GIVEN REQUEST. Count the lines in the items below that contain the word "outline", with case counting, and reply with only that number.

RECORDS TO PROCESS.

------------------------------

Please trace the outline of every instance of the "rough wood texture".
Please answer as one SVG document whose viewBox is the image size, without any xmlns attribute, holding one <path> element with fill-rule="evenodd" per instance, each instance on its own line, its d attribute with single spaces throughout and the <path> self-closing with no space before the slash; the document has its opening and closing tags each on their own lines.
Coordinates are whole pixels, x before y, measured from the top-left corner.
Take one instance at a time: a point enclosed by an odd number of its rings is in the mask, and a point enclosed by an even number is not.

------------------------------

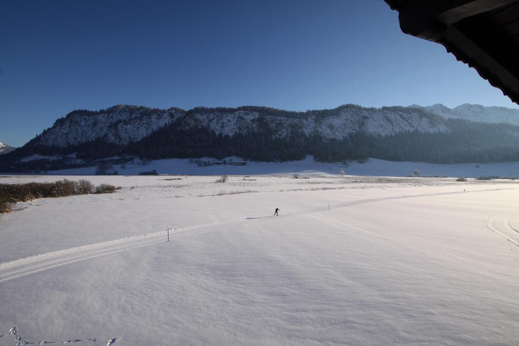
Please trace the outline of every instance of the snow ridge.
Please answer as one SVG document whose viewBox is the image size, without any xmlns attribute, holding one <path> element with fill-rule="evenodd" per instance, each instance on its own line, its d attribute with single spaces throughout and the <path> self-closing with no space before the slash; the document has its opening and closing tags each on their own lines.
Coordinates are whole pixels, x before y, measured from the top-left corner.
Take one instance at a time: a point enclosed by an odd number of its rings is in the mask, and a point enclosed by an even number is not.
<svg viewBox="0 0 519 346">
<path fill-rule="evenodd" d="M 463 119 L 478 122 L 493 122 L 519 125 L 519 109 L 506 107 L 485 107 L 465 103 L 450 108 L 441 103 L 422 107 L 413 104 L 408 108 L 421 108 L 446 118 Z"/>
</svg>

------------------------------

TASK ANSWER. 2